*EXERCISE DETAILS*:
Where a record contains an image, leave the image out and print the rest exactly.

═════ RECORDS FOR THE TASK ═════

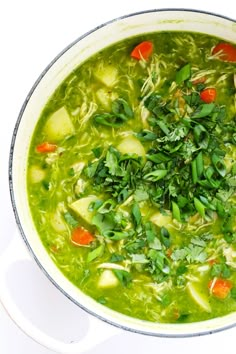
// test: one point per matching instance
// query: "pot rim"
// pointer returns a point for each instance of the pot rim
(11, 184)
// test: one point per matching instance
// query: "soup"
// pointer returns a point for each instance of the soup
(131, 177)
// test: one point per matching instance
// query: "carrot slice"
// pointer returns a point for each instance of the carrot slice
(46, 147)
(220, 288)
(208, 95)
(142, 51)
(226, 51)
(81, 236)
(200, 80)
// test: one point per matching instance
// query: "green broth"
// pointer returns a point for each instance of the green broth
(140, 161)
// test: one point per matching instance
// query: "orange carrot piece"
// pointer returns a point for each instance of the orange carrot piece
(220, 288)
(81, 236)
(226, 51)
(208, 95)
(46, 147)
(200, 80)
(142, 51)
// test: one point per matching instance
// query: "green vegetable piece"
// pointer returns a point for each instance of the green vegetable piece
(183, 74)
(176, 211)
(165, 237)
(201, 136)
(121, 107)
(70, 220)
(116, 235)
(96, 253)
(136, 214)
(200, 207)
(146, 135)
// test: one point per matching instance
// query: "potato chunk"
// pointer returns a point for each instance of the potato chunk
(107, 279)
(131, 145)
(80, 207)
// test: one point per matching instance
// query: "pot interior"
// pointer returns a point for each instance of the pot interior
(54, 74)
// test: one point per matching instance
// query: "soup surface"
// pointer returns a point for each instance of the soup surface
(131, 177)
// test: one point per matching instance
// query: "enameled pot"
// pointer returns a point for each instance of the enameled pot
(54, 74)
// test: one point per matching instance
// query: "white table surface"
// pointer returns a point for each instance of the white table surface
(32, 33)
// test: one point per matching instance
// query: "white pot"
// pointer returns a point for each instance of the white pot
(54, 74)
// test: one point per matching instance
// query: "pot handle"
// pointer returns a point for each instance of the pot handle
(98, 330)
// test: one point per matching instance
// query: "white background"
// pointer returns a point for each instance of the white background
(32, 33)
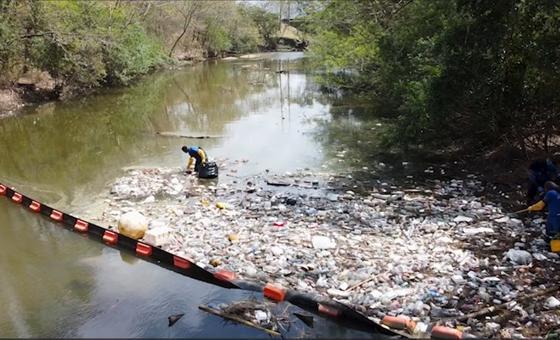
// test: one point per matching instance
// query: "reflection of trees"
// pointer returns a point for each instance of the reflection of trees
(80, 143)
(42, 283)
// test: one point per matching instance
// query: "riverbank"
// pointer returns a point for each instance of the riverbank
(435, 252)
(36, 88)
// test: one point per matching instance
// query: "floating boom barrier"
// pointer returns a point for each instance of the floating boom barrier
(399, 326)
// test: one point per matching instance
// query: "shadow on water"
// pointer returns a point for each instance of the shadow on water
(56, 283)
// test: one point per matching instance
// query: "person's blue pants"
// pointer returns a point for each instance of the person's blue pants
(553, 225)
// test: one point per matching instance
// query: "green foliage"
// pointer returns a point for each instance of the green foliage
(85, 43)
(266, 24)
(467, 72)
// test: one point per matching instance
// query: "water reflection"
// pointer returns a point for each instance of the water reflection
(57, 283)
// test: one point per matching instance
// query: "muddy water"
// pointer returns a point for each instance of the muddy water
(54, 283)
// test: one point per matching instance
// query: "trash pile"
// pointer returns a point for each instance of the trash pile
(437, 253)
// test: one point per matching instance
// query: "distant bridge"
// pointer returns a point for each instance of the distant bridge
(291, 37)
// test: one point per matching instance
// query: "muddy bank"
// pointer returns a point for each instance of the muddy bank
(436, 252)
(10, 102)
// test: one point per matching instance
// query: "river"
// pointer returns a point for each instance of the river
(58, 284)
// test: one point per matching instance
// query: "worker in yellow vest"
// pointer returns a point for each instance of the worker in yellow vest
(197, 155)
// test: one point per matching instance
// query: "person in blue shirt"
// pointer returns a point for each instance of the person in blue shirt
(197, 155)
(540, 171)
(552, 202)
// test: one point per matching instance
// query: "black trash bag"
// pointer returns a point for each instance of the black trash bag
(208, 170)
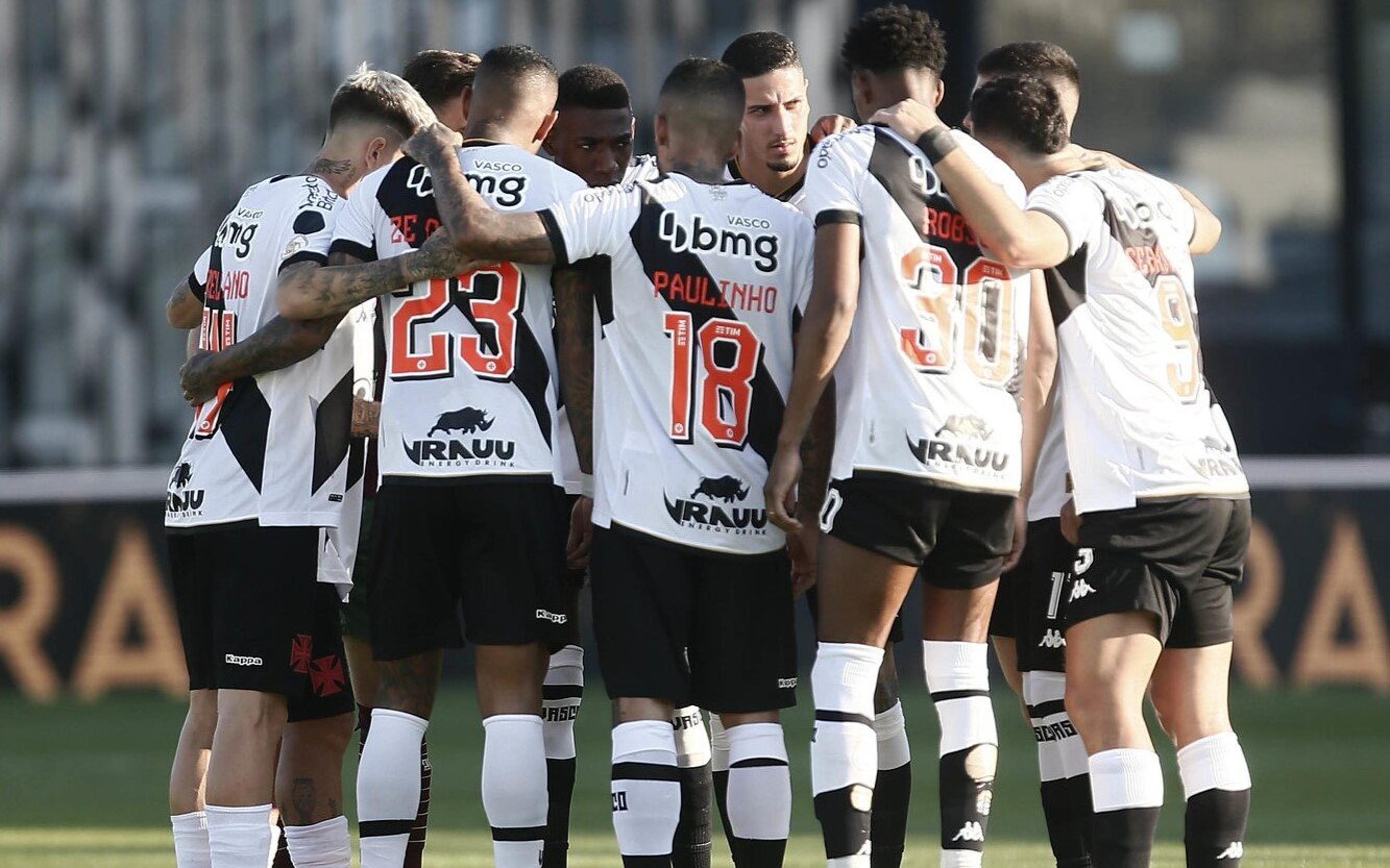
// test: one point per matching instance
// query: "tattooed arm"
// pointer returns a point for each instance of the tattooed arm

═════

*ANSWER TO THIS TASK*:
// test: one point per matching instance
// query: "pot rim"
// pointer returns a point for each instance of the pot rim
(11, 184)
// test: one point per matching instance
// query: "soup"
// pointer returns a point for each instance of the soup
(131, 177)
// test: one point per matching instance
// query: "carrot slice"
// pointer returns a point for each instance of the carrot slice
(46, 147)
(220, 288)
(208, 95)
(142, 51)
(226, 51)
(81, 236)
(200, 80)
// test: one point per matching instance
// query: "green broth"
// pointer returns a point for each instance of the green broth
(140, 161)
// test: one point per matching instance
// query: "orange carrot piece"
// pointer returns a point for each instance of the orange carrot piece
(220, 288)
(81, 236)
(226, 51)
(208, 95)
(46, 147)
(200, 80)
(142, 51)
// test: one point per matching instance
// query: "green vegetable piece"
// pointer returns a point for each instance of the green vegetable piece
(183, 74)
(176, 211)
(165, 237)
(201, 136)
(121, 107)
(70, 220)
(116, 235)
(96, 253)
(136, 214)
(200, 207)
(146, 135)
// test: one point per matching instance
// query: "potato chunk"
// pointer returns a point for each instance of the potato chunk
(107, 279)
(131, 145)
(80, 207)
// test: one point per matching instance
// query: "pot interior"
// pointer returns a point for each instance of the pot interior
(54, 74)
// test: one point per matching instance
// query: "soup surface"
// pointer returns a point for each instance of the soup surface
(131, 177)
// test: one point per matching instance
// query: "enameled pot"
// pointer returns a point for each instance of the enameled pot
(54, 74)
// test: one point per matching instance
// query: "white table surface"
// pointer returns a point for each instance of the white table surface
(32, 33)
// test: one point per matching instance
// query: "white pot"
// pointer returns a point for each instance of the white pot
(54, 74)
// test: one point per matching instance
// query: "pot handle"
// pointer returns a point for each instance of the pot handle
(98, 330)
// test: one point per matching instance
// query: "white background"
// pointer returns a point for each instance of the white background
(32, 33)
// test: one point per matching instance
// query: "reflection of trees"
// pointer returns a point for each instance of the reflection of trees
(80, 143)
(42, 283)
// test: one point per matching instance
// query: "riverbank"
// pointer returns a point for each instance of the riverbank
(435, 252)
(36, 88)
// test: one point per matching instance
// query: "floating boom barrier"
// pointer returns a point for each instance of the floating boom barrier
(399, 326)
// test: one point per matching instance
// query: "shadow on water"
// pointer returns a point for each instance of the shadow on water
(56, 283)
// test: one point per matching instance
// query: "person's blue pants"
// pointer returns a point for each instance of the person's blue pants
(553, 225)
// test: one point per matching instance
// query: "green foliage"
// pointer returns a point for each instance of the green foliage
(85, 43)
(266, 24)
(467, 72)
// test: one point per matching instance
// query: "water reflection"
// pointer returns a point for each instance of the water reflection
(57, 283)
// test: one point per matching instance
// query: "muddy water"
// pointer returns a point for each instance of the muddy water
(54, 283)
// test: one point per matching instance
// query: "trash pile"
// pointer returns a point for each instance of the trash pile
(437, 253)
// test: one point per matching instance
// query: "distant bridge"
// pointer returns a point for each instance of the distant bridge
(291, 37)
// test: one point per matching instance
// query: "muddy bank"
// pointer returns a point for each instance of the muddy bank
(436, 252)
(10, 102)
// test: one point per matching instance
// query: "river"
// pointer returns a point for each instance of the river
(58, 284)
// test: one point per matching instance
// query: "worker in yellow vest"
// pointer returns a point for each instance of the worker in yellow vest
(197, 155)
// test: one point per matching instance
// query: "person in blue shirt"
// pointer returns a point for each instance of the person in blue shirt
(197, 155)
(540, 171)
(552, 202)
// test: one point per matching instance
// query: "black trash bag"
// pointer returns a point for each instance of the black trash bag
(208, 170)
// test: one point per matching instance
// query: "tattooed arm"
// pointer returns a point for each instance of the tattooed arm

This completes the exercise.